Reproduce every line of the material below word for word.

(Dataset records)
# # # # #
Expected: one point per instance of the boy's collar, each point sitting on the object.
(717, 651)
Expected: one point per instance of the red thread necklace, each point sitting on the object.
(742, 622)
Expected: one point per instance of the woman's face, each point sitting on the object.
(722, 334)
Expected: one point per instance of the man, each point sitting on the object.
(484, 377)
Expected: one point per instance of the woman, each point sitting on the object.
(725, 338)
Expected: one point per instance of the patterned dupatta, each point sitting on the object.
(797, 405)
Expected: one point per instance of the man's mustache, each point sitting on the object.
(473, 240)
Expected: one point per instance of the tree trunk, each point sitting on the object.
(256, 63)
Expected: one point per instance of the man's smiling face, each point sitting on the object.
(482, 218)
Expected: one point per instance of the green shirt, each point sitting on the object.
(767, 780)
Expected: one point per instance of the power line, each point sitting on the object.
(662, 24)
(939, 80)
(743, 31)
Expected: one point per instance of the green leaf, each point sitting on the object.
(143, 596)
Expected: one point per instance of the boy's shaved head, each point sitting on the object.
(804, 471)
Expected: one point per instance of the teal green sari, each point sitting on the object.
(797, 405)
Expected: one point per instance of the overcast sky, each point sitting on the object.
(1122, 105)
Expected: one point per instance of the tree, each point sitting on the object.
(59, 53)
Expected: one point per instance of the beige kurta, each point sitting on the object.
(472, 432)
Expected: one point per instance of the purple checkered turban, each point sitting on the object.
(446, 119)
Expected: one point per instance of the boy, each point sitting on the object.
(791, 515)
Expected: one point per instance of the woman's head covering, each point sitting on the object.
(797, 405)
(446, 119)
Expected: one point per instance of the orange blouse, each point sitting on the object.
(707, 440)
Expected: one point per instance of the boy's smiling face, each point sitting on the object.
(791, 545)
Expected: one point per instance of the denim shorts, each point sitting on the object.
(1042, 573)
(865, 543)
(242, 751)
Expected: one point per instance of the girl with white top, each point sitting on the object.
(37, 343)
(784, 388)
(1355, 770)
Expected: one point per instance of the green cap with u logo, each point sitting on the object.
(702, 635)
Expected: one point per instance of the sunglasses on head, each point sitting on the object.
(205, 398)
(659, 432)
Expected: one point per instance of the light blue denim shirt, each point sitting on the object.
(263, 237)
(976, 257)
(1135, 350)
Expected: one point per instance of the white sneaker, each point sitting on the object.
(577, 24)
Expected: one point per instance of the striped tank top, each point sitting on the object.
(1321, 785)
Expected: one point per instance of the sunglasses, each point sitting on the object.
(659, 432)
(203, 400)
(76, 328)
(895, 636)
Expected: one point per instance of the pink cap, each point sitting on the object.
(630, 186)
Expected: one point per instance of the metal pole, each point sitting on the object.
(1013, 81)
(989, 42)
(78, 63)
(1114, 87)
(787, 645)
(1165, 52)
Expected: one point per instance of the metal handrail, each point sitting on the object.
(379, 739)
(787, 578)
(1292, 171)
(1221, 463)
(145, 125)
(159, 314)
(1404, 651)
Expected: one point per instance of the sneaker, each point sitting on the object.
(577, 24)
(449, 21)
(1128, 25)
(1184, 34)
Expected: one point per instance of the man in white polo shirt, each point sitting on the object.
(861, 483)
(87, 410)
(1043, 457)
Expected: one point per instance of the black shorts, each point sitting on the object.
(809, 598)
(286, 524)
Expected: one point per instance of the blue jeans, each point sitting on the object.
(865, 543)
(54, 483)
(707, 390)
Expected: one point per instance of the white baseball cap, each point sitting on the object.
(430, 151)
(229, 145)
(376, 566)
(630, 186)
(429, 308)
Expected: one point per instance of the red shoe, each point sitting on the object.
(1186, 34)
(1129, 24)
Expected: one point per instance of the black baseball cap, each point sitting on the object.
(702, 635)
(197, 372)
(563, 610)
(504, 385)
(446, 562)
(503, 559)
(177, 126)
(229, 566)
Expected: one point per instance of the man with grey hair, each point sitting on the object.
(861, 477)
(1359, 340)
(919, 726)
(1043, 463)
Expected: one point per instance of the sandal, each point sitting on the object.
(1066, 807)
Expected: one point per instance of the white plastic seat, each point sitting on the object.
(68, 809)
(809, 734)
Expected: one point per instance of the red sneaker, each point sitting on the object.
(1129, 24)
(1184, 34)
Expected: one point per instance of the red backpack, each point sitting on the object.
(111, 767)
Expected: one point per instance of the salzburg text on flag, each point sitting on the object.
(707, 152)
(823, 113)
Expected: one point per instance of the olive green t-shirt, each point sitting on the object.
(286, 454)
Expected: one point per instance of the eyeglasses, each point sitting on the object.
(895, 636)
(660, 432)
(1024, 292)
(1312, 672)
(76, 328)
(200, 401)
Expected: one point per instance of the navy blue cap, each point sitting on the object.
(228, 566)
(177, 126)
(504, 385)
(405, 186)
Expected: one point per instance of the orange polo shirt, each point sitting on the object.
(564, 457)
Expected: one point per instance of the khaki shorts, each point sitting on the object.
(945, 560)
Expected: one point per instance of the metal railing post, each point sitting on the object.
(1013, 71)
# # # # #
**Answer to the exercise**
Expected: one point per instance of the boy's collar, each point sitting on the object.
(717, 651)
Expected: one point per instance of the red thread necklace, each point sitting on the object.
(742, 622)
Expected: one point per instance of the woman's face, each point sitting on the object.
(722, 334)
Expected: one point per instance of the man, each point sitting on the object.
(484, 377)
Expected: one point per instance of the woman, each point sitting on the object.
(725, 338)
Expected: one point per instance of the patterned dupatta, each point sitting on the object.
(797, 405)
Expected: one point per instance of the man's mustache, each point sitting on the object.
(473, 240)
Expected: one point per instance of the tree trunk, each point sitting on the object.
(256, 63)
Expected: one point per instance of the man's smiling face, each point sitting on the object.
(482, 218)
Expected: one point per instance of the green shirt, each point sitting on the object.
(767, 780)
Expected: one point per instance of the power line, each point sitting on the object.
(662, 24)
(939, 80)
(743, 31)
Expected: one point per instance of the green leaf, each point sitting on the object.
(143, 596)
Expected: one point per instance of the boy's shaved head, each point sitting on the object.
(804, 471)
Expected: one point per instance of the teal green sari, each point sitting on the object.
(797, 405)
Expected: one point per instance of the overcast sky, each point sitting on the object.
(1122, 105)
Expected: one point per instance of the tree, each point sitting on the object.
(59, 53)
Expected: one point per instance of the beige kurta, each point sitting on the object.
(472, 432)
Expected: one point per instance of the purple checkered turban, each point sitting on the object.
(446, 119)
Expected: one point per instance of the boy, each point sitting on the object.
(791, 515)
Expected: one point per instance of the woman's head covering, each point sitting on the object.
(797, 405)
(446, 119)
Expected: one point per instance of the orange blouse, each point sitting on the object.
(707, 440)
Expected: one point per instance of the boy's smiling face, each point sitting on the object.
(791, 545)
Expected: one point per instance of the denim shorts, each point sitting on the object.
(1042, 573)
(865, 543)
(242, 751)
Expected: one point per instance of the girl with white top, each point sitting on the object.
(37, 343)
(784, 388)
(1355, 770)
Expected: one point per instance of the green cap with u logo, each point sitting on the object.
(702, 635)
Expected: one point per instance of the sunglasses on head, each point sitting on the object.
(205, 398)
(659, 432)
Expected: one point per instance of the light blue denim shirt, each point sitting on the object.
(263, 237)
(976, 257)
(1135, 350)
Expected: one point per instance of the white sneaker, each point sitting on the object.
(577, 24)
Expected: one point per instance of the striped tank top, each point sitting on the object.
(1321, 785)
Expected: one point per instance of the sunglasses, each point sitting on the object.
(659, 432)
(203, 400)
(76, 328)
(895, 636)
Expected: one point per instance of the pink cap, each point sitting on the object.
(630, 186)
Expected: one point per instance of the metal pole, each point sitting on the object.
(1013, 81)
(989, 42)
(78, 63)
(1114, 87)
(787, 645)
(1165, 52)
Expected: one point per instance of the metal handrail, each point sitting on the object.
(379, 739)
(787, 578)
(1292, 171)
(1221, 463)
(145, 125)
(159, 314)
(1404, 651)
Expected: one point per instance of the sneaker, each point sitting on the object.
(577, 24)
(449, 21)
(1128, 25)
(1184, 34)
Expected: one point per instance of the man in white polo shirt, each point sitting on the object.
(861, 483)
(87, 410)
(1043, 457)
Expected: one point per instance of the black shorts, each point sitting on the object.
(809, 598)
(286, 524)
Expected: one point per instance of the blue jeans, each point sitting on the object.
(865, 543)
(54, 483)
(707, 390)
Expected: one point per instance of the white baseball cap, each point sitting on the object.
(430, 151)
(229, 145)
(376, 566)
(630, 186)
(429, 308)
Expected: one point per instance of the red shoe, each point sitting on the object.
(1186, 34)
(1129, 24)
Expected: one point per instance of the black baseball cap, each point sitting on the object.
(702, 635)
(197, 372)
(563, 610)
(504, 385)
(446, 562)
(503, 559)
(177, 126)
(229, 566)
Expected: one point per instance of the man with grey hair, each point sitting on the object.
(861, 477)
(1359, 340)
(919, 726)
(1043, 463)
Expected: one point per instance of the sandal, each point sitting on the object.
(1066, 807)
Expected: one point per instance of the white plastic seat, each point sitting on the object.
(68, 809)
(809, 734)
Expected: one point per instance of the red sneaker, each point sitting on the object.
(1129, 24)
(1184, 34)
Expected: one point per instance of the red backpack, each point sitting on the object.
(111, 767)
Expected: one point per instance of the salzburg text on flag, each point sitting on the object.
(707, 152)
(823, 113)
Expected: one point per instance of the olive green t-shirt, each point sitting on the object.
(286, 454)
Expected: one point per instance of the eyeglasses, each point sitting on the object.
(895, 636)
(660, 432)
(1024, 292)
(1312, 672)
(76, 328)
(200, 401)
Expected: one point per instance of the navy blue cap, each point sitting on the object.
(228, 566)
(177, 126)
(504, 385)
(405, 186)
Expected: one point per instance of the orange polo shirt, each point sitting on the object.
(564, 457)
Expected: one point per instance of the khaki shorts, each point sitting on the object.
(945, 560)
Expected: one point per instance of the metal railing post, each point sitting on the object.
(1013, 71)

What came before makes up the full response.